### TASK BRIEF:
Render the lines of the listing between the line holding "Exercise. Indicate the teal" and the line holding "x=607, y=248", inclusive, as a JSON list of strings with one string per line, dropping blank lines. Leave the pictures out.

Point annotations for photos
## Start
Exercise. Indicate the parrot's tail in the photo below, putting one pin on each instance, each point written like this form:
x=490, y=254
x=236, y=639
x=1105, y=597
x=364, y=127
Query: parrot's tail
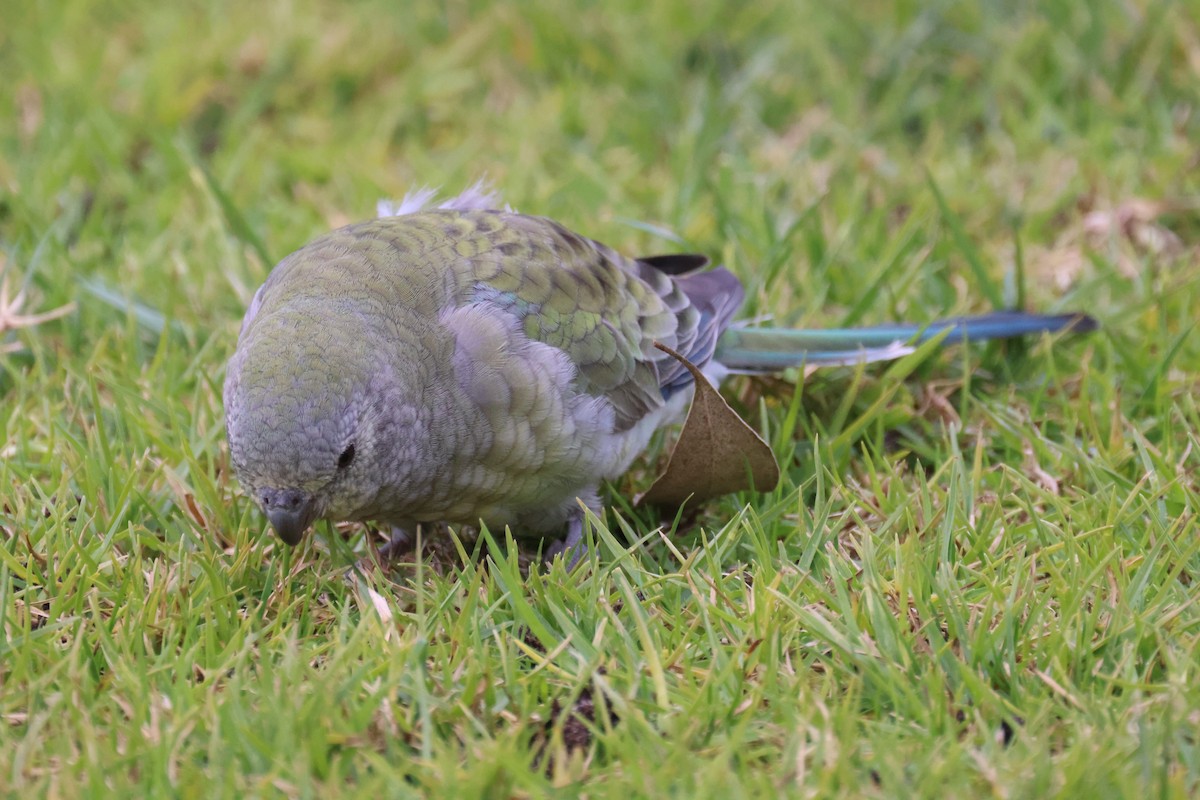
x=757, y=349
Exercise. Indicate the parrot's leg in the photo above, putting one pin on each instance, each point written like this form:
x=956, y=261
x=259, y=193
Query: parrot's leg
x=401, y=543
x=571, y=547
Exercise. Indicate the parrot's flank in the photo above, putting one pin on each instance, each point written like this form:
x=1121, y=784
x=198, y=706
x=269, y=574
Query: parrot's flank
x=469, y=365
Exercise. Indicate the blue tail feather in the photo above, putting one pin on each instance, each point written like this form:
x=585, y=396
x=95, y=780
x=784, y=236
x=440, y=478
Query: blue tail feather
x=774, y=348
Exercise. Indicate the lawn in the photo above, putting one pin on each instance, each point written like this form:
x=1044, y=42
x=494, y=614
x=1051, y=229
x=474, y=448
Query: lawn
x=976, y=578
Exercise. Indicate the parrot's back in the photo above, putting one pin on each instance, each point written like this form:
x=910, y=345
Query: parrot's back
x=491, y=365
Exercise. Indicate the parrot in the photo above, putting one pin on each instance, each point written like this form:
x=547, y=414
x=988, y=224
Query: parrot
x=469, y=365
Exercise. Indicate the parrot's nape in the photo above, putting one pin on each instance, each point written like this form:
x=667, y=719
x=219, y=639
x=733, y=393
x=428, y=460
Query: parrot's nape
x=467, y=364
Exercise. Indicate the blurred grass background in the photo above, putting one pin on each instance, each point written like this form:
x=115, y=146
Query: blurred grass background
x=977, y=577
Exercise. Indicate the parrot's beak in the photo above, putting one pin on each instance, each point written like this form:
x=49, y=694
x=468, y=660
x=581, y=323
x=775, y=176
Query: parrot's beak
x=291, y=512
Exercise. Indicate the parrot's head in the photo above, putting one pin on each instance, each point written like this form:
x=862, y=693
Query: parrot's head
x=304, y=422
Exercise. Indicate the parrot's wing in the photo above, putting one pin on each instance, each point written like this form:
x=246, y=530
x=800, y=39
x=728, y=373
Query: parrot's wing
x=604, y=311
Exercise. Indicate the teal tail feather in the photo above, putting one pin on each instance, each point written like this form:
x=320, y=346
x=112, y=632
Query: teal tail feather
x=759, y=349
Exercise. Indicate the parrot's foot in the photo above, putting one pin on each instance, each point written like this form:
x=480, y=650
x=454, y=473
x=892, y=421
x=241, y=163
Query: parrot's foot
x=401, y=543
x=571, y=547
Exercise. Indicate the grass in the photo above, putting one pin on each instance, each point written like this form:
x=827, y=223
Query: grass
x=977, y=577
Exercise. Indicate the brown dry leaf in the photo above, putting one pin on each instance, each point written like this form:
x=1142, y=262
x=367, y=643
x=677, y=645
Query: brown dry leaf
x=11, y=317
x=717, y=453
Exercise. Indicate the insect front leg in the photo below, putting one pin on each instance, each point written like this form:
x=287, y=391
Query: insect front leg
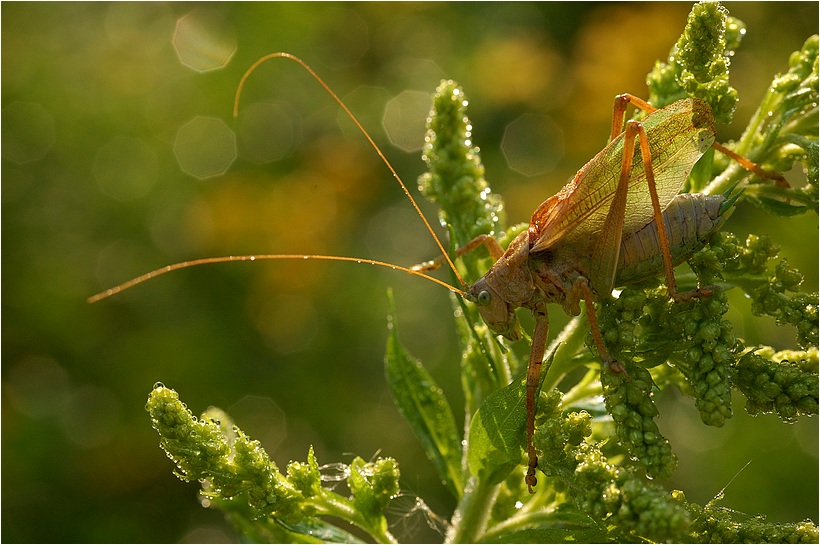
x=619, y=115
x=539, y=346
x=607, y=248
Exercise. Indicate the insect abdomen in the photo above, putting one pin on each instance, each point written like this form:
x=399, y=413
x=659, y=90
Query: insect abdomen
x=690, y=219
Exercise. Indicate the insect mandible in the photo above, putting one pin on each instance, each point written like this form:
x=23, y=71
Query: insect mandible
x=580, y=240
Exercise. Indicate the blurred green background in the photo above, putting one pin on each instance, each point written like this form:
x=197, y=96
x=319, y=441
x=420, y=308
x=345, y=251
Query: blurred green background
x=120, y=155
## End
### SOLVED EXERCISE:
[
  "Exercise. Indicate the teal tail feather in the photo above, putting one pin on each instance, each point written like this form:",
  "x=320, y=346",
  "x=112, y=632",
  "Query: teal tail feather",
  "x=759, y=349",
  "Exercise. Indicate the parrot's foot in the photo above, putting one pin on each instance, each point written like this form:",
  "x=480, y=650",
  "x=454, y=473",
  "x=892, y=421",
  "x=241, y=163",
  "Query: parrot's foot",
  "x=401, y=543",
  "x=571, y=547",
  "Exercise. Indicate the grass in the photo above, putting one pin on each instance, each point written like this form:",
  "x=827, y=223",
  "Query: grass",
  "x=977, y=577",
  "Exercise. Indicate the brown dry leaf in the photo above, putting one pin on each instance, each point written like this form:",
  "x=1142, y=262",
  "x=367, y=643",
  "x=677, y=645",
  "Query: brown dry leaf",
  "x=11, y=317",
  "x=717, y=453",
  "Exercise. Indicate the insect front leg in the photo below, putting one pin on each instance, each point written like this form:",
  "x=287, y=391",
  "Query: insect front leg",
  "x=619, y=115",
  "x=539, y=346",
  "x=607, y=248"
]